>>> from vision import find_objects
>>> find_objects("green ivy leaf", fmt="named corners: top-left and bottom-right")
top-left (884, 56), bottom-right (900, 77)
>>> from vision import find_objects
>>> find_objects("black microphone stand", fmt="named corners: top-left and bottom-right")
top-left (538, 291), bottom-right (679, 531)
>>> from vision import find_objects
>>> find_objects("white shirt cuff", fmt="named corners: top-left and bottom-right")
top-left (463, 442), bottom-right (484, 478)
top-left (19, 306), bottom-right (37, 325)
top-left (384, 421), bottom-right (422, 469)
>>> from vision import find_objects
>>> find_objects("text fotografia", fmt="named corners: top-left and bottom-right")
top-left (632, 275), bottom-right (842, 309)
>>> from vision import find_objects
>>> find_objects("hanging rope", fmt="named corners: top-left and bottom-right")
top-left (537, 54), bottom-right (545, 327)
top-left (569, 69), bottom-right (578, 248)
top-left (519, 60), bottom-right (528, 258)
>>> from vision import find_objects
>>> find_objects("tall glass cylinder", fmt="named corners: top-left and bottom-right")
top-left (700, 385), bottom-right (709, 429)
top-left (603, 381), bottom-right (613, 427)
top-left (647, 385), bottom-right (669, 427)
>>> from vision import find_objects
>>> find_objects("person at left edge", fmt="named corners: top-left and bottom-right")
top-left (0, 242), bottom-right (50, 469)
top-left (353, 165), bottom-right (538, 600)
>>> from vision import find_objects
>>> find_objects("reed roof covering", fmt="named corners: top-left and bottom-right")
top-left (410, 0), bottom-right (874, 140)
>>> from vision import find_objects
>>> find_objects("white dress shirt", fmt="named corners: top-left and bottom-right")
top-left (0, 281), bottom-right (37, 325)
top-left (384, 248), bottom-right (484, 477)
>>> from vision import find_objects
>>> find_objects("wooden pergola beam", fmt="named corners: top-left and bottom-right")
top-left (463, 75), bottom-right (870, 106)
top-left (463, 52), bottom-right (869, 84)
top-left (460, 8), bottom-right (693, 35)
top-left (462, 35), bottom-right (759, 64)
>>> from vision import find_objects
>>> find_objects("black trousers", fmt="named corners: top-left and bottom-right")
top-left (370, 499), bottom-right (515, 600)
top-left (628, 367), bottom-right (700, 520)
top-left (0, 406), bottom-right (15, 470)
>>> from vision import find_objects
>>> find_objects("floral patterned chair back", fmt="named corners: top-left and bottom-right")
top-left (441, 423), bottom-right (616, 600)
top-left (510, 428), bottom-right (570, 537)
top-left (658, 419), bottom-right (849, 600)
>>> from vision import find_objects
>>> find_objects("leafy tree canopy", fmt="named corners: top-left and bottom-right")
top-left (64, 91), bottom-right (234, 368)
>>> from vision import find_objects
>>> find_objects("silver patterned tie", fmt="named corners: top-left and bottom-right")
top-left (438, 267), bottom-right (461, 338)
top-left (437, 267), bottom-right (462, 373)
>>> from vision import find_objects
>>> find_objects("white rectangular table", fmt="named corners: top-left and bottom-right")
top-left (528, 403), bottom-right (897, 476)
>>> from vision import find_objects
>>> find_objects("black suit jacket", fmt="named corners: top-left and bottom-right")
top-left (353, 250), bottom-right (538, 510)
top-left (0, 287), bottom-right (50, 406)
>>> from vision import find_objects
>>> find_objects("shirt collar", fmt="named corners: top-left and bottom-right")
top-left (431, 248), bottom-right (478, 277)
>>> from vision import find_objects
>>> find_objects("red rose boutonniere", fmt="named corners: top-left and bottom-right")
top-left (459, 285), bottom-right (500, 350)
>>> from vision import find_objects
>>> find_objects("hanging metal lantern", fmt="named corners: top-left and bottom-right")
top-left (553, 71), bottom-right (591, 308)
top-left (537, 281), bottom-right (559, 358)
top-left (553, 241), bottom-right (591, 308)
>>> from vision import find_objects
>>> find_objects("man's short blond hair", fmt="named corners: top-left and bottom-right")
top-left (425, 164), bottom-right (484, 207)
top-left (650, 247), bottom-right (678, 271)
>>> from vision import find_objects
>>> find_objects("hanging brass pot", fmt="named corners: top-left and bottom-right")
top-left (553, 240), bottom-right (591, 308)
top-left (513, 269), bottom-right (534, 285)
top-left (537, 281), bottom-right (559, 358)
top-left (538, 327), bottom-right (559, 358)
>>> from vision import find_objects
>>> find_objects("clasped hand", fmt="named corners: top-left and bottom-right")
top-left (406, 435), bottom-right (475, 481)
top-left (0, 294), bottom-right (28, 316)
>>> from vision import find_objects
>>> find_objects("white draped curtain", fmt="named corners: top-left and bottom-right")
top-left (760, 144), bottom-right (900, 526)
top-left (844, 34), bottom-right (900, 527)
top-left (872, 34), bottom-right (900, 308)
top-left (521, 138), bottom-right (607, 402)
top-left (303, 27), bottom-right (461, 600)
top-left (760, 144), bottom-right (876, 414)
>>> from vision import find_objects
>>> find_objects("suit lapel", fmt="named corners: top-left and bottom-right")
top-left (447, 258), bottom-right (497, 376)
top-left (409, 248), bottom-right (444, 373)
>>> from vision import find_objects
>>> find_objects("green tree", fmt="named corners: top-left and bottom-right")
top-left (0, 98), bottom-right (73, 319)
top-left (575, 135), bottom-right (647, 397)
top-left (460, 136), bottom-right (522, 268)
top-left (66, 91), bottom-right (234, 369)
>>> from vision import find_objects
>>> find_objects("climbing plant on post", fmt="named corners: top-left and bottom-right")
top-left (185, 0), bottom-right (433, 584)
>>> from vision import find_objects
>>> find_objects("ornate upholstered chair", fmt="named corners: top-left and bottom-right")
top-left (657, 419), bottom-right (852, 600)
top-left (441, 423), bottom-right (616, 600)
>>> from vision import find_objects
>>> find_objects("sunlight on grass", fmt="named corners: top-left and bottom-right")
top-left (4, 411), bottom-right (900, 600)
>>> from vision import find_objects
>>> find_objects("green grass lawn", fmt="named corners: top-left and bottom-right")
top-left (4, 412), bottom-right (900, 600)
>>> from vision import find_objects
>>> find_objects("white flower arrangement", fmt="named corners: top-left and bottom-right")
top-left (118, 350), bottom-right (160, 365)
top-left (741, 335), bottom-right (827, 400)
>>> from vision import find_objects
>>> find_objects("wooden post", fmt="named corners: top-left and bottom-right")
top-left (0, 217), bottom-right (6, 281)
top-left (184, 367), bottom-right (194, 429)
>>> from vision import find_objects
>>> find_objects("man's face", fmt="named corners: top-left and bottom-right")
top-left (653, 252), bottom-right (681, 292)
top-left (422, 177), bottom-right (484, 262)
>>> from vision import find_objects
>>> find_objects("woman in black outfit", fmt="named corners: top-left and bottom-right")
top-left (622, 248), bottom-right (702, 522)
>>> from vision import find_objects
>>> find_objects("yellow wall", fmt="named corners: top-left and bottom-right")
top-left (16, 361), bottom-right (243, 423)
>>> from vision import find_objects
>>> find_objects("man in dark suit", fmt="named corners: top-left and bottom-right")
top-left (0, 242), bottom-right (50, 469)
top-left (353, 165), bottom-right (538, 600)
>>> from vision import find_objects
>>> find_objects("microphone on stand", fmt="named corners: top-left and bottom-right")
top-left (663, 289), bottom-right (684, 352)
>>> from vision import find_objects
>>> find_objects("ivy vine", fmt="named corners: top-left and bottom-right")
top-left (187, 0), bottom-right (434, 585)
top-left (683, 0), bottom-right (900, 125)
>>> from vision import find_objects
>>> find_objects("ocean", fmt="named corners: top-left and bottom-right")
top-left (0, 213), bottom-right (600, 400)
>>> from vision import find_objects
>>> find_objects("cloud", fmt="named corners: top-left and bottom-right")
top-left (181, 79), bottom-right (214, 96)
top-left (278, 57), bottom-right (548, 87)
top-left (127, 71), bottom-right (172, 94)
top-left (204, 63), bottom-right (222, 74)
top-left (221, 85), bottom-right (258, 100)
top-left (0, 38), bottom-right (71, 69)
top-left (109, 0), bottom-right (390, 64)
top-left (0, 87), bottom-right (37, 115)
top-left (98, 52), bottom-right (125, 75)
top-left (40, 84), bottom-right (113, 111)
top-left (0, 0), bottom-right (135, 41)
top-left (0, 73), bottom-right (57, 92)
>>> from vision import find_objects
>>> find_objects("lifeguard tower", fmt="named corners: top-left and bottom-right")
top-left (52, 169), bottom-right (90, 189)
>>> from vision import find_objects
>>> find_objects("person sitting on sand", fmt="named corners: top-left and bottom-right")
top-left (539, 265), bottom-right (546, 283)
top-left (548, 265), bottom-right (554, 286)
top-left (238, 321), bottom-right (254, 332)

▸ The problem: Can you write out the lines again, starting with the first one and going on through the line with "top-left (384, 421), bottom-right (422, 469)", both ends included, with the requests left unchanged but every coordinate in the answers multiplied by 2.25 and rounded to a whole number, halves rounded up?

▸ Full response:
>>> from vision import find_objects
>>> find_objects("green ivy leaf", fmt="named corners: top-left and bottom-right")
top-left (1989, 126), bottom-right (2025, 173)
>>> from vision import find_objects
>>> find_objects("black microphone stand", fmt="named corners: top-left and bottom-right")
top-left (1211, 655), bottom-right (1528, 1195)
>>> from vision import find_objects
>>> find_objects("white shirt cuff", fmt="named corners: top-left and bottom-right")
top-left (1042, 995), bottom-right (1089, 1076)
top-left (43, 689), bottom-right (83, 731)
top-left (864, 947), bottom-right (950, 1055)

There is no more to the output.